**WHAT NEEDS TO BE DONE**
How would the passage on pixel size and sensor light gathering go on after its last sentence? Continue it from there in the same voice.

**PASSAGE GIVEN**
(begin)

FWIW, my simplistic understanding is it works this way.

Smaller pixels gather less light, but the important thing is the total light gathered by the sensor. So, the amount of light per pixel isn't necessarily the key.

Larger pixels have a greater full well capacity. When shooting in good light (so generally low ISO), the greater full well capacity can help because it allows a greater range of results (subtley of tones) than a small pixel which should become full/saturated sooner. On the other hand, a smaller pixel is going to gather less light in a given amount of time, so in the end again, it's not as simple as saying a larger pixel is necessarily better. It depends on how big the difference is between the small and large pixels.

Where a difference comes is that larger pixels potentially mean a greater light-gathering area on the sensor. Each pixel has a "wall", and small pixels mean more pixels for a given size sensor, which means more "walls". Assuming the walls are the same width, more of the sensor is lost to non-light-gathering walls. So, if the pixels have the same QE, the overall sensor QE for the sensor with small pixels is lower than the overall sensor QE for the sensor with large pixels. When there is plenty of light (so assume low ISO), the slightly lower QE doesn't matter. As light level drops though (think higher ISO), the difference in QE starts to become more significant.

(end)

**DATA**
(begin)

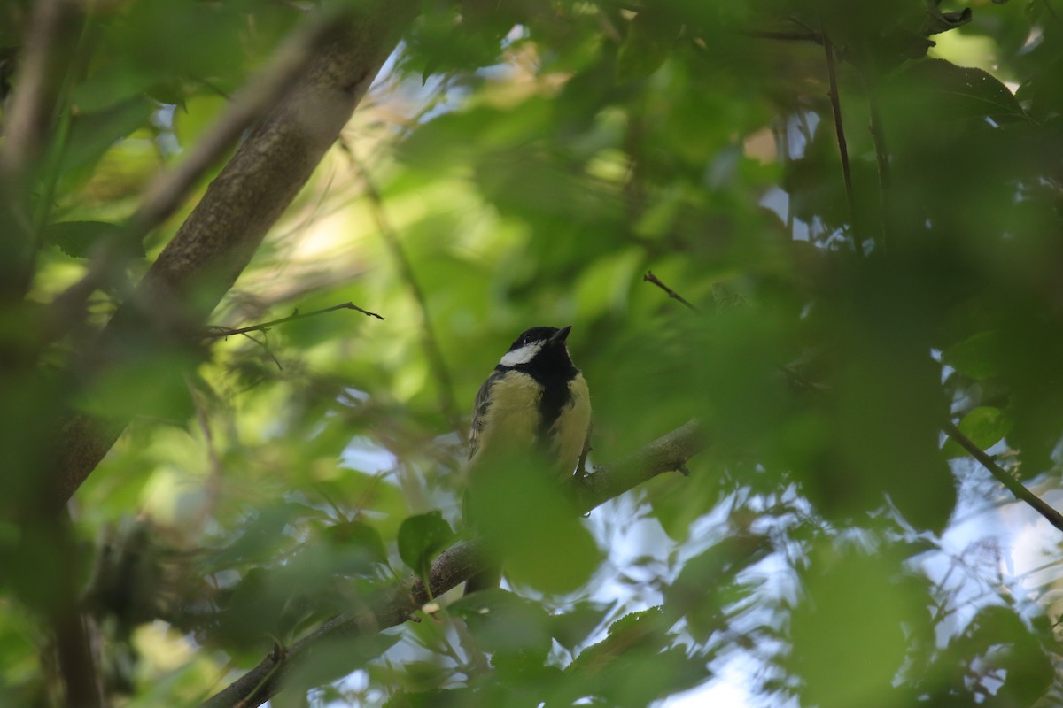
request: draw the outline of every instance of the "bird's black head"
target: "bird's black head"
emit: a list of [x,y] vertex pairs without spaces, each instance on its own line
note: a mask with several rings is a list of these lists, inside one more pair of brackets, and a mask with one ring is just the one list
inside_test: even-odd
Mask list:
[[569,336],[571,326],[533,327],[525,330],[509,346],[506,356],[499,362],[500,366],[526,367],[572,367],[569,349],[564,340]]

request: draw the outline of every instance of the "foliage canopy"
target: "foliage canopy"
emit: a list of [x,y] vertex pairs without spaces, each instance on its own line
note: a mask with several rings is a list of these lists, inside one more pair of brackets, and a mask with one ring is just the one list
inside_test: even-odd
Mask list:
[[[0,704],[1063,702],[1063,6],[969,4],[3,3]],[[705,449],[384,628],[566,324]]]

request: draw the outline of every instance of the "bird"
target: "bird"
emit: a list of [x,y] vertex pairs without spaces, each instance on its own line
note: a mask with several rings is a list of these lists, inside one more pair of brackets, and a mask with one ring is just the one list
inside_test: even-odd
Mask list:
[[[572,363],[566,343],[570,331],[571,325],[525,330],[479,387],[466,465],[465,507],[471,525],[475,519],[468,518],[470,491],[475,493],[484,476],[505,473],[505,467],[523,468],[534,460],[562,483],[585,461],[590,446],[590,391]],[[497,587],[501,581],[501,567],[489,568],[469,579],[465,594]]]

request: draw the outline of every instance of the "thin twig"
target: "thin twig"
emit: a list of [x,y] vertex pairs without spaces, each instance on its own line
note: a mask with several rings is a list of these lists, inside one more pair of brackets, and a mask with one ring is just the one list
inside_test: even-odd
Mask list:
[[682,303],[684,305],[686,305],[688,308],[690,308],[694,312],[701,312],[701,310],[698,310],[696,307],[694,307],[693,305],[691,305],[690,301],[686,297],[684,297],[682,295],[680,295],[679,293],[675,292],[674,290],[672,290],[671,288],[669,288],[668,286],[665,286],[663,282],[661,282],[660,278],[658,278],[656,275],[654,275],[653,271],[646,271],[646,274],[644,276],[642,276],[642,280],[645,281],[645,282],[652,282],[652,283],[654,283],[655,286],[657,286],[658,288],[660,288],[661,290],[663,290],[665,293],[668,293],[669,297],[671,297],[674,300],[679,300],[680,303]]
[[391,252],[391,257],[399,267],[399,274],[406,281],[406,287],[409,288],[410,293],[414,295],[414,300],[417,303],[418,310],[420,310],[421,344],[424,347],[425,357],[428,359],[428,366],[432,368],[432,373],[436,377],[436,383],[439,386],[439,405],[450,421],[451,428],[465,439],[467,431],[461,421],[461,416],[458,414],[457,403],[454,399],[454,383],[450,369],[446,367],[446,360],[443,359],[439,339],[432,327],[432,317],[428,314],[428,300],[424,296],[424,291],[421,290],[421,284],[414,273],[414,266],[410,265],[409,259],[403,251],[402,244],[399,241],[399,235],[388,219],[387,211],[384,209],[384,200],[381,196],[379,190],[376,189],[376,184],[369,174],[369,170],[357,159],[354,151],[344,140],[340,140],[340,146],[347,152],[352,167],[361,176],[362,189],[366,198],[369,200],[376,227],[379,229],[381,236],[384,237],[384,242],[387,244],[388,249]]
[[1027,489],[1026,485],[1022,482],[1009,474],[1008,470],[998,465],[996,461],[993,460],[992,455],[986,454],[984,450],[975,445],[974,441],[964,435],[951,420],[945,422],[945,433],[956,441],[960,447],[969,452],[971,456],[977,460],[982,467],[990,470],[990,473],[993,474],[993,477],[995,477],[1000,484],[1008,487],[1008,490],[1015,495],[1016,499],[1025,501],[1033,507],[1033,511],[1045,517],[1048,520],[1048,523],[1052,524],[1060,531],[1063,531],[1063,515],[1049,506],[1047,502],[1037,497],[1035,494]]
[[867,110],[871,116],[871,141],[875,148],[875,162],[878,166],[878,208],[882,212],[882,247],[889,251],[896,235],[893,225],[893,179],[890,174],[890,152],[885,146],[885,131],[882,127],[882,113],[878,105],[878,93],[867,79],[864,79],[864,91],[867,93]]
[[281,101],[304,74],[321,41],[344,19],[342,14],[326,13],[297,30],[277,50],[269,67],[252,77],[210,129],[189,149],[188,156],[148,186],[125,225],[96,247],[85,275],[56,296],[53,309],[60,312],[60,322],[75,318],[95,290],[122,277],[126,260],[137,253],[137,244],[169,219],[225,151]]
[[830,109],[834,114],[834,132],[838,134],[838,152],[842,158],[842,177],[845,180],[845,201],[849,206],[849,221],[853,224],[853,236],[857,251],[861,248],[859,229],[857,228],[856,196],[853,193],[853,173],[849,171],[849,149],[845,142],[845,126],[842,123],[842,103],[838,96],[838,75],[834,72],[834,46],[830,36],[823,33],[823,52],[827,58],[827,81],[830,84]]
[[370,312],[369,310],[362,310],[360,307],[354,303],[342,303],[340,305],[333,305],[332,307],[323,308],[321,310],[315,310],[314,312],[306,312],[305,314],[300,314],[299,310],[296,310],[287,317],[281,317],[280,320],[270,320],[269,322],[264,322],[258,325],[251,325],[249,327],[240,327],[238,329],[230,329],[229,327],[219,327],[218,325],[212,325],[207,327],[208,332],[204,333],[204,339],[213,340],[221,336],[232,336],[234,334],[247,334],[248,332],[258,332],[266,331],[270,327],[276,325],[283,325],[288,322],[294,322],[296,320],[306,320],[307,317],[316,317],[319,314],[324,314],[326,312],[335,312],[336,310],[355,310],[370,317],[376,317],[377,320],[384,320],[383,316],[376,314],[375,312]]
[[779,39],[782,41],[814,41],[823,44],[823,35],[819,32],[773,32],[771,30],[746,30],[742,32],[754,39]]

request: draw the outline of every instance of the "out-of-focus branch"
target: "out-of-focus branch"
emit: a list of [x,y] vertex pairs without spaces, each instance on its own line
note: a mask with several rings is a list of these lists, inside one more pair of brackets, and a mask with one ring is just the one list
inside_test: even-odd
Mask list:
[[139,242],[176,211],[197,183],[240,135],[282,101],[306,71],[319,44],[349,19],[337,12],[327,13],[297,31],[281,47],[270,65],[236,94],[221,118],[189,148],[188,156],[152,180],[124,227],[96,248],[81,280],[55,298],[53,309],[58,315],[57,322],[79,317],[92,291],[121,273],[126,256],[136,253]]
[[[686,470],[687,461],[705,448],[702,425],[691,420],[613,465],[576,478],[575,496],[588,512],[643,482],[671,470]],[[444,551],[428,573],[431,594],[424,583],[409,576],[400,585],[382,589],[357,615],[341,615],[296,642],[286,652],[274,652],[258,666],[212,696],[201,708],[252,708],[275,695],[300,663],[310,661],[326,642],[374,634],[405,622],[432,598],[438,598],[489,568],[495,560],[478,540],[465,541]],[[353,662],[356,659],[352,659]]]
[[319,314],[325,314],[326,312],[335,312],[336,310],[354,310],[355,312],[360,312],[361,314],[369,317],[376,317],[377,320],[384,320],[383,316],[376,314],[375,312],[370,312],[369,310],[362,310],[354,303],[341,303],[339,305],[333,305],[332,307],[315,310],[314,312],[300,313],[299,310],[296,310],[287,317],[281,317],[280,320],[271,320],[269,322],[264,322],[257,325],[250,325],[248,327],[239,327],[237,329],[213,326],[207,328],[209,331],[207,331],[205,336],[207,336],[208,339],[218,339],[220,336],[232,336],[234,334],[247,334],[248,332],[257,332],[269,329],[270,327],[275,327],[276,325],[283,325],[287,322],[294,322],[296,320],[306,320],[307,317],[316,317]]
[[661,290],[663,290],[665,293],[668,293],[669,297],[671,297],[674,300],[678,300],[678,301],[682,303],[684,305],[686,305],[688,308],[690,308],[694,312],[698,312],[699,311],[696,307],[694,307],[693,305],[691,305],[690,301],[686,297],[684,297],[682,295],[680,295],[679,293],[675,292],[674,290],[672,290],[671,288],[669,288],[668,286],[665,286],[663,282],[661,282],[660,278],[658,278],[656,275],[654,275],[653,271],[646,271],[646,274],[644,276],[642,276],[642,279],[644,281],[646,281],[646,282],[654,283],[655,286],[657,286],[658,288],[660,288]]
[[442,408],[443,413],[446,414],[451,428],[465,438],[467,431],[461,424],[461,415],[458,413],[458,407],[454,400],[453,378],[451,377],[450,368],[446,366],[446,360],[443,359],[443,351],[439,346],[439,338],[436,336],[436,330],[432,326],[432,316],[428,313],[428,300],[424,296],[421,283],[418,282],[417,274],[414,273],[414,266],[410,265],[409,259],[406,257],[406,252],[403,251],[402,243],[399,241],[399,235],[388,219],[387,212],[384,209],[384,200],[381,196],[379,190],[376,189],[376,184],[373,182],[369,171],[355,158],[354,153],[349,148],[347,148],[347,152],[351,157],[351,162],[361,175],[366,198],[369,200],[369,204],[372,207],[373,219],[381,230],[381,236],[384,237],[388,251],[391,252],[391,257],[399,269],[399,274],[406,281],[406,287],[409,288],[414,300],[417,303],[418,310],[421,313],[421,343],[425,357],[428,359],[428,365],[432,367],[432,373],[436,377],[436,385],[439,386],[439,405]]
[[72,51],[81,25],[73,0],[38,0],[23,42],[21,69],[15,79],[10,108],[4,115],[4,143],[0,175],[18,178],[44,146],[63,79],[64,62]]
[[[120,373],[151,346],[195,341],[258,244],[336,140],[417,15],[416,0],[369,3],[322,38],[315,57],[248,136],[87,352],[85,376]],[[359,5],[360,7],[361,5]],[[61,506],[128,419],[75,415],[64,426],[51,501]]]
[[849,148],[845,141],[845,123],[842,121],[842,101],[838,94],[838,74],[834,71],[834,45],[830,36],[823,33],[823,53],[827,62],[827,82],[830,85],[830,111],[834,117],[834,134],[838,136],[838,153],[842,160],[842,179],[845,182],[845,201],[849,207],[854,241],[860,252],[860,231],[857,228],[857,201],[853,192],[853,172],[849,169]]
[[32,8],[21,67],[4,111],[0,149],[0,221],[4,224],[0,300],[20,298],[33,278],[37,230],[30,207],[32,168],[53,126],[56,98],[82,27],[73,0],[39,0]]

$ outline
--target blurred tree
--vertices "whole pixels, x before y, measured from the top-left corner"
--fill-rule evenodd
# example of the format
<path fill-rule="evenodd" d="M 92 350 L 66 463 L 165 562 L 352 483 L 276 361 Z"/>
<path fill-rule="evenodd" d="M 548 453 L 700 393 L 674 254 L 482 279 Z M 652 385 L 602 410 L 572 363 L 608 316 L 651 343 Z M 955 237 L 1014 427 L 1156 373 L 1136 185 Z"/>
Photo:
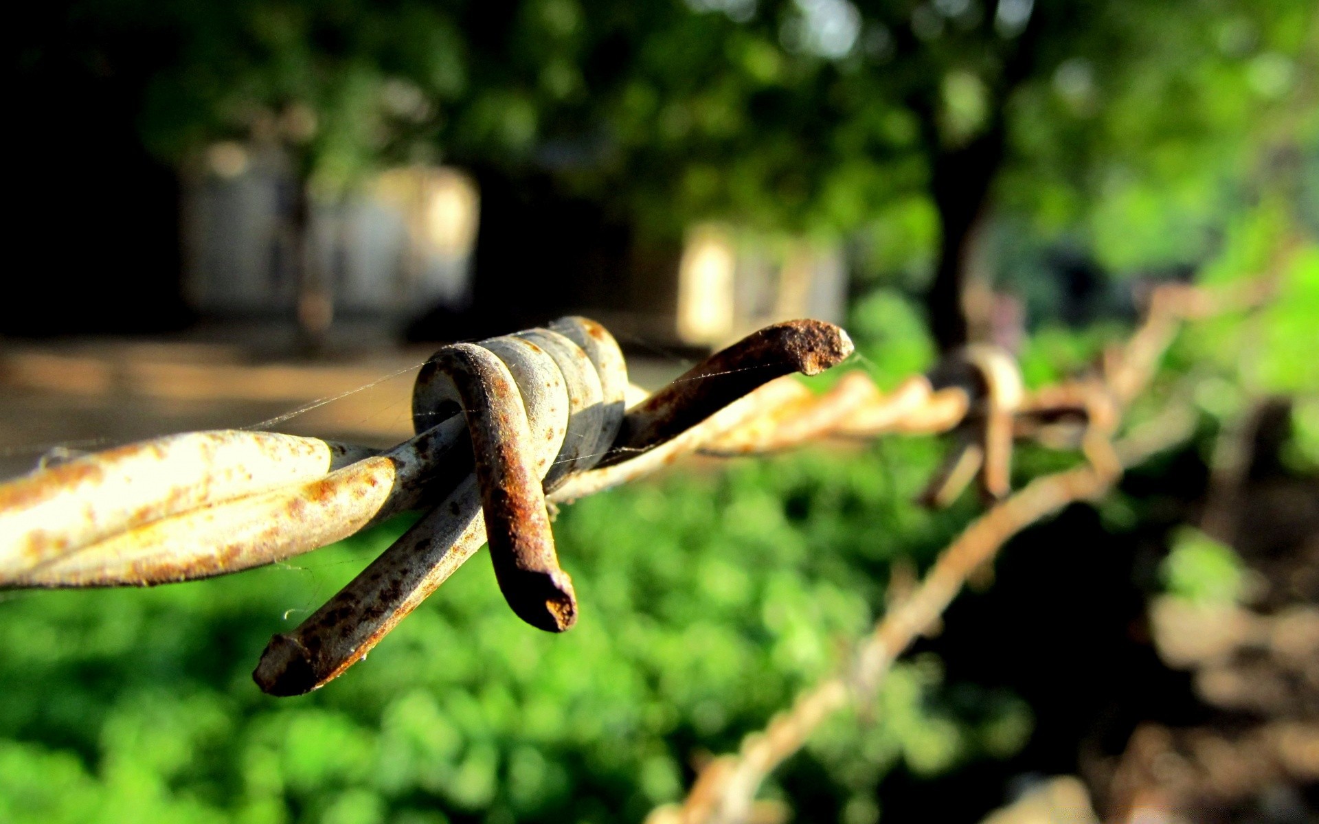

(end)

**OUTPUT BELOW**
Incidentally, I understand this is essentially why BSI sensor designs are regarded as better than the older designs, ie BSI moves some components off the sensor surface which is used for light gathering, so allows the light gathering areas to be larger while the physical size of the sensor stays the same.

However, as Sporgon has said, you have to take into account output size too. As you reduce output size, differences becomes harder to pick. As you increase output size, differences get easier to see. But as you increase output size, the lower resolution sensor starts to hit its limit before the higher resolution sensor, so even if it started with any advantage, it ends up having to fight a slightly different issue once output size gets large enough.

If anyone has a better understanding than me, I'm all ears!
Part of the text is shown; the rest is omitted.